Exercise task: In the message on generic base characters, why does the writer object to the compromise of letting people choose how to display these combining marks? Answer in one to three sentences.

Passage shown:
RE: Generic base characters

From: Kent Karlsson (kent.karlsson14@comhem.se)
Date: Tue Jul 17 2007 - 06:50:10 CDT

  • Next message: Otto Stolz: "Triple vowels (was: Generic base characters)"

    Kenneth Whistler wrote:
    > I think you are missing the point here. The domain of
    > conjunct ligatures in Devanagari is the aksara. You parse for
    > aksara boundaries and don't attempt to map into ligature space
    > across those boundaries. That is rather different from how
    > ligatures work for Latin or for Arabic, for that matter.

    I do hope that no rendering system PREVENT ligation across
    aksara boundaries. There just happens not to be a need for
    ligation across aksara boundaries. But preventing such
    ligatures seems unnecessary.

    ...
    > > > {MA + O}, {O}, {O}
    ...
    > > > One option is to display each on a dotted circle.
    > >
    > > No why?
    > >
    > > > Another option is to display each on a blank.
    > >
    > > No, why?
    >
    > Why not? Reasonable people disagree. And when reasonable people
    > disagree about cases like this, the usual compromise solution
    > is to give them choices, so they can get things to display
    > the way they want to.

    Which leads to incompatible implementations, and we've seen
    that that leads to problems also in this case. Some implementations
    inserting spurious dotted circles, others being more well-behaved.
    And voila, interoperability problems, as well as some systems
    misdisplaying someones texts.

    > But I certainly don't think that the Unicode Standard is
    > ever going to mandate that such options as displaying dotted circles
    > fpr combining marks that don't fit into canonical aksara
    > structure must be avoided.

Excerpts from point annotation data
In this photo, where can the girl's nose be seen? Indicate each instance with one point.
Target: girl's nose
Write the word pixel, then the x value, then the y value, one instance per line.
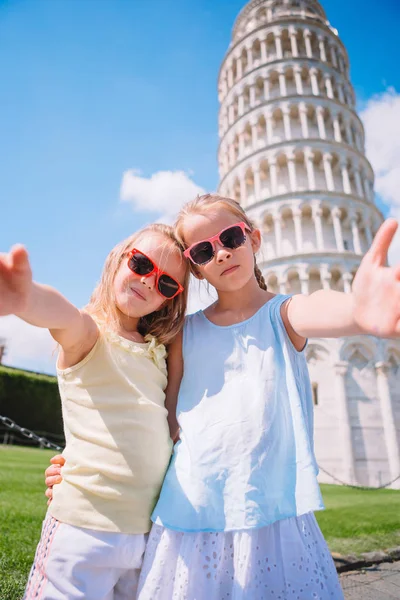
pixel 149 281
pixel 221 253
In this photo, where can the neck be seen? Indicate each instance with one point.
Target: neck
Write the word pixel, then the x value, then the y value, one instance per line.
pixel 249 295
pixel 127 325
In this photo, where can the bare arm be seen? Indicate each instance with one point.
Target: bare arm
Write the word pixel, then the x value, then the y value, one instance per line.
pixel 372 308
pixel 41 305
pixel 175 374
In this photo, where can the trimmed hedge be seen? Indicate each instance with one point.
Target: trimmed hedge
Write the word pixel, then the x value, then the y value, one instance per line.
pixel 32 400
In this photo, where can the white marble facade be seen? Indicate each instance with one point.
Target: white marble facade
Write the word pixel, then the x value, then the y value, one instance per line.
pixel 292 152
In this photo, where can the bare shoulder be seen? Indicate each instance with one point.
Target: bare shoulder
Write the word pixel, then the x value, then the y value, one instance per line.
pixel 71 355
pixel 297 340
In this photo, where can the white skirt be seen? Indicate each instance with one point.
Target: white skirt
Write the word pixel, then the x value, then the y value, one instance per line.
pixel 288 560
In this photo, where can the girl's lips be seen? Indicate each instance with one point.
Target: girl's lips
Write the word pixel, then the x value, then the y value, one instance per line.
pixel 138 294
pixel 230 270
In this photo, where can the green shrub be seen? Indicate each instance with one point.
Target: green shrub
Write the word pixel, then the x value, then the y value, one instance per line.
pixel 31 400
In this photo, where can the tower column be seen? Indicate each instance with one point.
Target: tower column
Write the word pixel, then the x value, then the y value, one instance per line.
pixel 347 438
pixel 321 122
pixel 264 57
pixel 286 122
pixel 278 233
pixel 345 177
pixel 337 226
pixel 273 175
pixel 356 234
pixel 278 45
pixel 293 42
pixel 336 128
pixel 388 419
pixel 328 86
pixel 298 80
pixel 303 120
pixel 292 171
pixel 322 51
pixel 308 157
pixel 282 82
pixel 297 229
pixel 257 182
pixel 314 81
pixel 327 159
pixel 307 41
pixel 317 217
pixel 357 179
pixel 239 67
pixel 266 89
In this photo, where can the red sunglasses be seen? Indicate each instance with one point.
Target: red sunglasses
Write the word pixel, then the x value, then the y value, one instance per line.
pixel 142 265
pixel 232 237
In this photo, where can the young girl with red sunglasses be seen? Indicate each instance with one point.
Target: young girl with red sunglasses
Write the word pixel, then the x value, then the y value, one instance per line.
pixel 235 516
pixel 112 375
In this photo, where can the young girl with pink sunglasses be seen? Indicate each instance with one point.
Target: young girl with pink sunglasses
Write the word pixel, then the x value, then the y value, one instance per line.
pixel 112 376
pixel 235 516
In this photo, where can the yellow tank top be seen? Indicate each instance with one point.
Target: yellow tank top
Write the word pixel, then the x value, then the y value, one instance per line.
pixel 117 439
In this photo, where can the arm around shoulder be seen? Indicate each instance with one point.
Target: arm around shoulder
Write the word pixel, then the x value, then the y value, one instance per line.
pixel 175 374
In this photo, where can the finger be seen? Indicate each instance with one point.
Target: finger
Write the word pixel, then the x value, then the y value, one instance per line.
pixel 19 257
pixel 52 470
pixel 50 481
pixel 49 494
pixel 381 243
pixel 58 459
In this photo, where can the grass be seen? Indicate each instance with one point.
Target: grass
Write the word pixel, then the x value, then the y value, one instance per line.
pixel 22 508
pixel 355 520
pixel 359 521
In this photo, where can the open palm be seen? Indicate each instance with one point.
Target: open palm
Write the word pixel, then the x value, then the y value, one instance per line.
pixel 15 280
pixel 376 287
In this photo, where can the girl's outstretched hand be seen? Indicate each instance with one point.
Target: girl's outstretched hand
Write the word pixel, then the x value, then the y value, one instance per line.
pixel 53 475
pixel 376 287
pixel 15 280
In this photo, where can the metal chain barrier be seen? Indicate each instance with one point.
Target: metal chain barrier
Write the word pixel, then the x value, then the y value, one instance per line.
pixel 31 435
pixel 47 444
pixel 359 487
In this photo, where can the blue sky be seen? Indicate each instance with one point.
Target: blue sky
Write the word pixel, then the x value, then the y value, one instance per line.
pixel 91 88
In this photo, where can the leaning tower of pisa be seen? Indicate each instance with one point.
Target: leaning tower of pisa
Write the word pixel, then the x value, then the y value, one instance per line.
pixel 292 152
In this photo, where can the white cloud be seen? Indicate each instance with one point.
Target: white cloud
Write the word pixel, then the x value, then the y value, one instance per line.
pixel 27 346
pixel 164 192
pixel 381 118
pixel 201 295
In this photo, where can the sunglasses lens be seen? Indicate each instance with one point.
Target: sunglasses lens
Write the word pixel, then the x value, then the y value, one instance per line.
pixel 202 253
pixel 233 237
pixel 140 264
pixel 167 286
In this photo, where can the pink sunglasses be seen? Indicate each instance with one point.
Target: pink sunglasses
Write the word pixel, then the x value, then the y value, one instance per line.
pixel 231 237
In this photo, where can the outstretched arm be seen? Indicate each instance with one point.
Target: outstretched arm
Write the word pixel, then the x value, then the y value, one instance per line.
pixel 39 304
pixel 175 373
pixel 373 306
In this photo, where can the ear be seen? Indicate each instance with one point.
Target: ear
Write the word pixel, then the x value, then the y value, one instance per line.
pixel 196 273
pixel 255 240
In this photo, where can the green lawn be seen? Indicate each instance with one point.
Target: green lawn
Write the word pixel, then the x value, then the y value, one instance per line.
pixel 22 508
pixel 355 520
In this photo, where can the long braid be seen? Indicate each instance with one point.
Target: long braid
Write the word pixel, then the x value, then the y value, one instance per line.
pixel 259 276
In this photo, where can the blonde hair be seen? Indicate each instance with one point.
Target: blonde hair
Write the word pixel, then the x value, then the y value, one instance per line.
pixel 200 205
pixel 164 323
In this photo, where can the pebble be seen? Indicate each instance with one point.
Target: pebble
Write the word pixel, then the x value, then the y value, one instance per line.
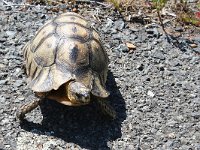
pixel 193 45
pixel 150 93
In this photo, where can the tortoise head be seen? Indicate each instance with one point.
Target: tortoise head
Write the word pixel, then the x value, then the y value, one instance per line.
pixel 78 93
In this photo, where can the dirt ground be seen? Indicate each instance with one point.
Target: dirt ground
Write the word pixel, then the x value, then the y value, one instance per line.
pixel 155 87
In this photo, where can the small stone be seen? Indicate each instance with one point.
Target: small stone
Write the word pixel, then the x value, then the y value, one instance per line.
pixel 119 24
pixel 171 136
pixel 179 29
pixel 122 47
pixel 130 46
pixel 150 93
pixel 11 34
pixel 2 65
pixel 75 10
pixel 193 45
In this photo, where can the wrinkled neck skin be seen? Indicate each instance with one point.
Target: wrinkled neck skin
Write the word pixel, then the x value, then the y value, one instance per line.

Complete output: The writer says that offering choices leads to incompatible implementations, with some systems inserting spurious dotted circles while others behave better. The result is interoperability problems, and some systems misdisplay people's texts.